ENTRIES PROVIDED:
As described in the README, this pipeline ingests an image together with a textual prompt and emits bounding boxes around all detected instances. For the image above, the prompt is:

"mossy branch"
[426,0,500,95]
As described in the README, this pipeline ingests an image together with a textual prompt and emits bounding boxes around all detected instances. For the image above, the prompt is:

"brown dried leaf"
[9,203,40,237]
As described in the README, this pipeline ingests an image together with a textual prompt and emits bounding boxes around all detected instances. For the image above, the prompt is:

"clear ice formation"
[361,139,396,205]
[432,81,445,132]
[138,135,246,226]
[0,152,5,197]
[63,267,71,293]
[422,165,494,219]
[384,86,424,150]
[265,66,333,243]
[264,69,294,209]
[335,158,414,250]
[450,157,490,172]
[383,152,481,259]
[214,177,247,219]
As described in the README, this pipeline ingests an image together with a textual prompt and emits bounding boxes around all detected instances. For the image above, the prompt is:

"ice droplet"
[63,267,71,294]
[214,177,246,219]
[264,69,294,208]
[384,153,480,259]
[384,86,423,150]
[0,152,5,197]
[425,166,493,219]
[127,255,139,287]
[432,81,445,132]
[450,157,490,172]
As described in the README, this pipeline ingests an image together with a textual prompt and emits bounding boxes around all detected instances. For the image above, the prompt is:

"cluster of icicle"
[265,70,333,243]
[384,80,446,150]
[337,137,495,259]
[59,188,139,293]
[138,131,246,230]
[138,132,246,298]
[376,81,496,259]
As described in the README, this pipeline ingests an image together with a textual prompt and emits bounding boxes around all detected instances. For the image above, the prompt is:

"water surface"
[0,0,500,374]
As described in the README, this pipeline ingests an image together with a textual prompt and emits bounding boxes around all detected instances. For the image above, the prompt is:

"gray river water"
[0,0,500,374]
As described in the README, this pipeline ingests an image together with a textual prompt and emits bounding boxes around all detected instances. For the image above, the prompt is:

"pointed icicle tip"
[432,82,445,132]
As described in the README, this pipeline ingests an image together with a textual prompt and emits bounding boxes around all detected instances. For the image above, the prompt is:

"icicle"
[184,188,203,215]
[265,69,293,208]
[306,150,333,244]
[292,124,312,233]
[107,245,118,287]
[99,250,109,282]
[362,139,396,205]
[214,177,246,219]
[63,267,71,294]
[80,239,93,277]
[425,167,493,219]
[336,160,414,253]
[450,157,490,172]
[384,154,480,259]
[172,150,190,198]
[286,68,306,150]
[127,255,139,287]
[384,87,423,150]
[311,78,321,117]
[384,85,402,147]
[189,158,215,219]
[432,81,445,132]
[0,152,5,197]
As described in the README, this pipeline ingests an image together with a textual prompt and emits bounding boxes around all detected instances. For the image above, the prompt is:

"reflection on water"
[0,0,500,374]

EXERCISE DIRECTIONS:
Reproduce the data verbatim from its first line through the line containing "[9,203,40,237]", including both of those lines.

EXERCISE RESPONSE:
As described in the README, this pipeline ingests an image together with a textual prompt and emits bounding boxes around all detected instances. For the image above, the prompt is:

"mossy branch"
[426,0,500,95]
As described in the README, this pipeline ingests an image together with a textual prompt and emits bounding boxes around all detected instances. For the image above, the prompt is:

"brown dried leaf"
[9,203,40,237]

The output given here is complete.